RECORDED INFORMATION START
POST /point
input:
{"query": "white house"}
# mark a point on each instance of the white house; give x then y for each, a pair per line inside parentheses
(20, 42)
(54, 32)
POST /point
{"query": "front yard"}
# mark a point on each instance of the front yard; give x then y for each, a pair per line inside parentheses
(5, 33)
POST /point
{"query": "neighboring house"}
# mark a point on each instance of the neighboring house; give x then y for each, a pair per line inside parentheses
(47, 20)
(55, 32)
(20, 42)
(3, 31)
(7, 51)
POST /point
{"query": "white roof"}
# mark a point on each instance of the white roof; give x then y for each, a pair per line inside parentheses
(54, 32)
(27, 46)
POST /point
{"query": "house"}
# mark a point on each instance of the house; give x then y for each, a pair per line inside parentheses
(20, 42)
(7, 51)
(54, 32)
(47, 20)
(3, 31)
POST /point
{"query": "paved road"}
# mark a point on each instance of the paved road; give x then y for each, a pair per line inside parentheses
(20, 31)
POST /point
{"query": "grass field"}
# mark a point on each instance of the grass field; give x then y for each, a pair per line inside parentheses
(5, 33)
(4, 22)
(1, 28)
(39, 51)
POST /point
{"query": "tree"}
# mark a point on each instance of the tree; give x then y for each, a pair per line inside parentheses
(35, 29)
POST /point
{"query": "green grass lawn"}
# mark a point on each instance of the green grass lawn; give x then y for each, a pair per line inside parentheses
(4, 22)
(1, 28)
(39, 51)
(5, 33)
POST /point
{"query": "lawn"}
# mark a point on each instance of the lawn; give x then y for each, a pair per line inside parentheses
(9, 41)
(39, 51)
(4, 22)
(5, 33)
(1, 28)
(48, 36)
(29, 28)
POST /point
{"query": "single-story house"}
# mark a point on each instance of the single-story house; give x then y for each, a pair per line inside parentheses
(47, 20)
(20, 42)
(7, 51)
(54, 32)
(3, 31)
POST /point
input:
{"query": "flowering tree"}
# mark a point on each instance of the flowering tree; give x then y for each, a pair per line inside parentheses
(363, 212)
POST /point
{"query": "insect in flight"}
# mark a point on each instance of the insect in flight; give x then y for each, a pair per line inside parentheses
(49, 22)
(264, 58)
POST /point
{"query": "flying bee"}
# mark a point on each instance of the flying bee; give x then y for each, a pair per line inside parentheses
RECORDED INFORMATION END
RECORDED INFORMATION START
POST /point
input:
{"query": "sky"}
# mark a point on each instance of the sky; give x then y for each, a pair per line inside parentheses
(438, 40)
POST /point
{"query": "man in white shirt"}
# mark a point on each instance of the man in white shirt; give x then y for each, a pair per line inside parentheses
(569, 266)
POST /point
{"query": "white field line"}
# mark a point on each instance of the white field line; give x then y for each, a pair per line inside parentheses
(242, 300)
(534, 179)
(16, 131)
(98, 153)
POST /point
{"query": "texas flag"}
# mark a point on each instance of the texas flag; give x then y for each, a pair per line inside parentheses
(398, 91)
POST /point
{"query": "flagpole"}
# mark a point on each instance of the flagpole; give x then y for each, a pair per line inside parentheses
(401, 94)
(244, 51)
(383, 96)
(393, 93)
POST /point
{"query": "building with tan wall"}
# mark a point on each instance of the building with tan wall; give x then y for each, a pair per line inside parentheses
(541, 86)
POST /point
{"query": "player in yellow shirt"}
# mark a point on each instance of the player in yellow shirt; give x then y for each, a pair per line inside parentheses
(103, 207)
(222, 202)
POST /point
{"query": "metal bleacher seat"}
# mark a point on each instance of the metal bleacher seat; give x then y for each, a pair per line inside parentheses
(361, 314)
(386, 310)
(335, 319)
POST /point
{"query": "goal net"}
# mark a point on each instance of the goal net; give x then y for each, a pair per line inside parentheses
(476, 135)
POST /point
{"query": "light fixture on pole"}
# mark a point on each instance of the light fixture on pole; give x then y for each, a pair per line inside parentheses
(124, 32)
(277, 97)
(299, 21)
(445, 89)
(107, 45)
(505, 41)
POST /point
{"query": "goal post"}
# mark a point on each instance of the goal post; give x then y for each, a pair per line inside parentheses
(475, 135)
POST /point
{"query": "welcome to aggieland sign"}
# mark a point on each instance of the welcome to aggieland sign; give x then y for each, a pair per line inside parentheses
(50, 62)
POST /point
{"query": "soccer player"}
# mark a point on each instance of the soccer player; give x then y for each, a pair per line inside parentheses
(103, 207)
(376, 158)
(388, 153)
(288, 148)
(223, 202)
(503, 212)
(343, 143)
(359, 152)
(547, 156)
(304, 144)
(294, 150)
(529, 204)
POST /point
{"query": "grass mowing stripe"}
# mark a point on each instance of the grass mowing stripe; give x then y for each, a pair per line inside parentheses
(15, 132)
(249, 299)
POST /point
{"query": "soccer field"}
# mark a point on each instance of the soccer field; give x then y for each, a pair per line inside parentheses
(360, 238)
RECORDED INFORMATION END
RECORDED INFORMATION START
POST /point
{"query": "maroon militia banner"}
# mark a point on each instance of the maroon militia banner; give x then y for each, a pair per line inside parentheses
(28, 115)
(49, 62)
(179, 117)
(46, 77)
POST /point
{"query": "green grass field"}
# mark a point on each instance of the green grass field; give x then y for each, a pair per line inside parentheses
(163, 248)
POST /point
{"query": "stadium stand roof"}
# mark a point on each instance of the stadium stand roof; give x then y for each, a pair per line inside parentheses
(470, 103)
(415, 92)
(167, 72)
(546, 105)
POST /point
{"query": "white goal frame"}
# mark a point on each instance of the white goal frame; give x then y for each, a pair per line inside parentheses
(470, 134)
RECORDED INFORMATION END
■ YOUR ASSIGNMENT ■
Where does the string "flying" occur in the material? Copy every line where it does.

■ RESPONSE BELOW ■
{"query": "flying bee"}
# mark a point on each instance of the flying bee; give x then y for each, a pair per line inside parentheses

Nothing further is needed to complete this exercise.